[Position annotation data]
- - -

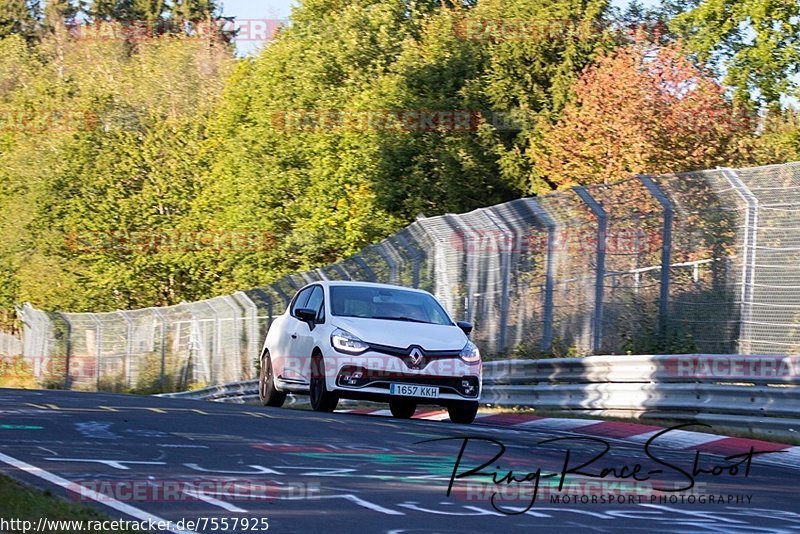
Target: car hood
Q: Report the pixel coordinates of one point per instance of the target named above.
(402, 334)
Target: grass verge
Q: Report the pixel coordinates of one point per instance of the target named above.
(24, 503)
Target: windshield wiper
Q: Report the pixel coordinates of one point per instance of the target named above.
(395, 318)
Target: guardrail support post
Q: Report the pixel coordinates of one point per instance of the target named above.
(163, 349)
(666, 253)
(600, 269)
(98, 348)
(67, 351)
(549, 223)
(748, 258)
(128, 346)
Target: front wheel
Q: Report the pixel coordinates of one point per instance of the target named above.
(463, 413)
(322, 400)
(402, 409)
(267, 393)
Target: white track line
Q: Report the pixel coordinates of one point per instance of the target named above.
(85, 492)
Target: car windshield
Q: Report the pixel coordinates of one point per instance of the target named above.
(388, 304)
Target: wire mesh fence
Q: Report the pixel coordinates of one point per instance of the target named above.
(697, 262)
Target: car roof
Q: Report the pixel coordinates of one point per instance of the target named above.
(329, 283)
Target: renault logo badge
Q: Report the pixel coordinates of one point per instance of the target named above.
(416, 356)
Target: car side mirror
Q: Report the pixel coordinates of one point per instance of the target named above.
(306, 314)
(465, 326)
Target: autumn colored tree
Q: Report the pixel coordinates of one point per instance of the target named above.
(642, 109)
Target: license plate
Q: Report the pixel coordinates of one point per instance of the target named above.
(409, 390)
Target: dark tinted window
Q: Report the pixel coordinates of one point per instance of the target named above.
(302, 298)
(315, 302)
(386, 303)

- - -

Please substitute "number plate" for "license plate" in the stretch from the line containing "Target: guardrail support post" through the end of the data. Give that stretch again with nothing else changed.

Target: guardrail support post
Q: Report the pixel coordinates of one point per instance of the target named above.
(163, 349)
(666, 253)
(600, 269)
(98, 348)
(67, 351)
(549, 223)
(748, 258)
(128, 346)
Target: front wheel
Q: Report the pixel coordinates of one point per instance of the target named above.
(463, 413)
(322, 400)
(402, 409)
(267, 393)
Target: white track line
Q: Report the pixel coordinates of one point per instance of the target named above.
(85, 492)
Target: car windshield
Q: Report the pixel coordinates of one point per instance of the target named above.
(388, 304)
Target: wire mesh fence
Q: Report the pixel coordinates of one point per instance of the target named above.
(697, 262)
Target: car roof
Q: Report the pixel coordinates of one point per instance of the target named above.
(329, 283)
Target: renault logo badge
Q: Report the pixel coordinates of one point per instance of the target named above.
(416, 356)
Target: car side mirror
Q: Report the pixel coordinates of one point per instance of the target named above.
(306, 314)
(465, 326)
Target: autumn colored tree
Q: Report the pixel coordinates of one point per instance of the target named above.
(642, 109)
Target: number plate
Q: Report the pixel coordinates of one point per instance of the target named above.
(409, 390)
Target: dark tinted window
Q: Report the pixel coordinates of one point per instance of the target named above.
(302, 298)
(315, 302)
(386, 303)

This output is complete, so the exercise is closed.